**EXERCISE BRIEF**
Reproduce word for word the portion of the article about the nine-TV football video wall that runs from "He spent months" up to and including "generously sized TVs.".
++++ SOURCE EXTRACT ++++
Sports-lover simultaneously watches nine football games on plasma video wall.


Dec. 10, 2009 — by .(JavaScript must be enabled to view this email address)

If you spend enough time looking, you’re bound to find a good deal on a flat-panel TV. Just ask Bob Footitt Jr., of Moorhead, Minn.

He spent months scouring sale flyers and the Internet for a bargain. When he found it at a nearby big-box retailer, he jumped at the chance and bought, not one, but nine generously sized TVs.

Prior to purchasing the TVs, Footitt hired Arctic Audio of Fargo, N.D. to design and install a multiscreen video wall in his renovated basement. As part of the deal, explains Arctic Audio owner Rod Shafer, “he had to buy exactly the make and model of TVs we recommended.” Had he not, he could have been disappointed with the outcome.

Manufacturers will often strip a TV of important circuitry in order to meet the bargain demands of big-box retailers, Shafer explains. So while two TVs of the same brand and size may look alike, the differences in performance can be huge.
++++ DATA EXCERPT ++++
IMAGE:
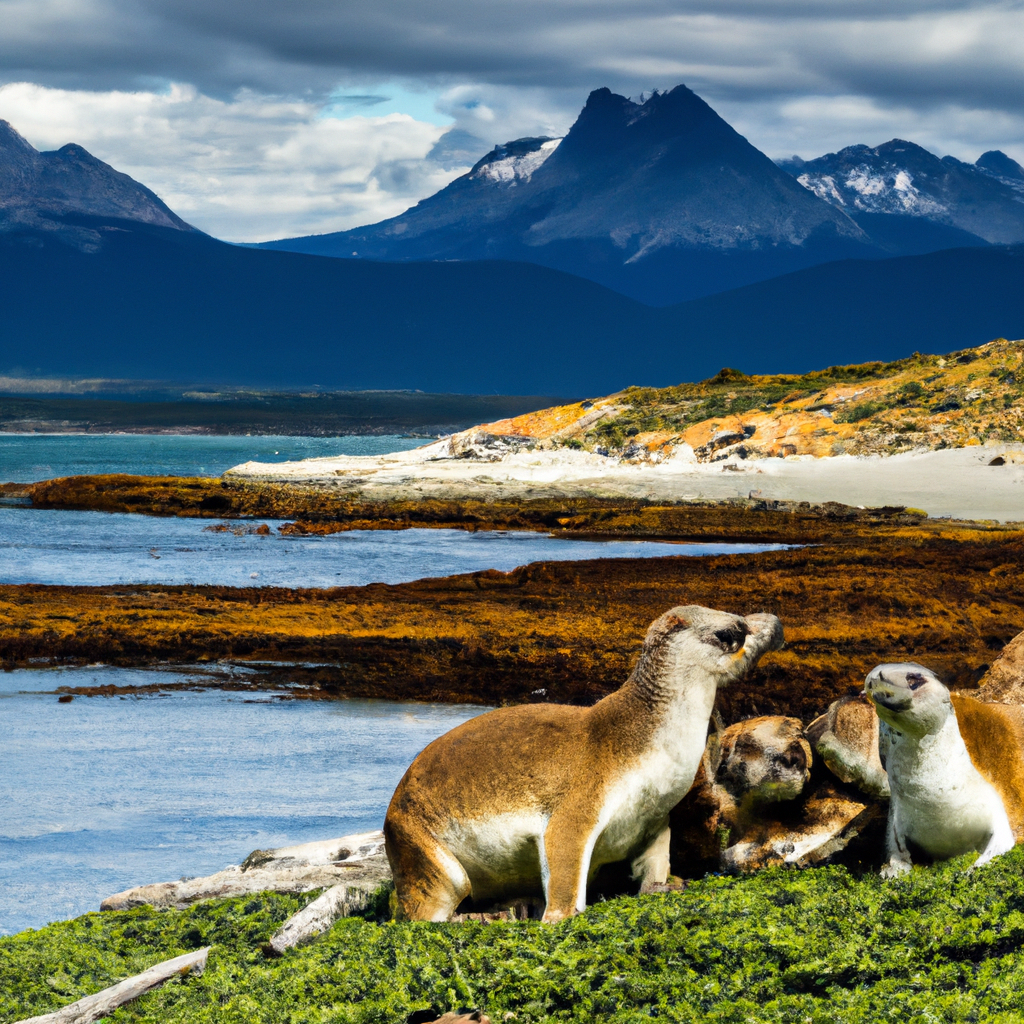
++++
**WRITTEN ANSWER**
He spent months scouring sale flyers and the Internet for a bargain. When he found it at a nearby big-box retailer, he jumped at the chance and bought, not one, but nine generously sized TVs.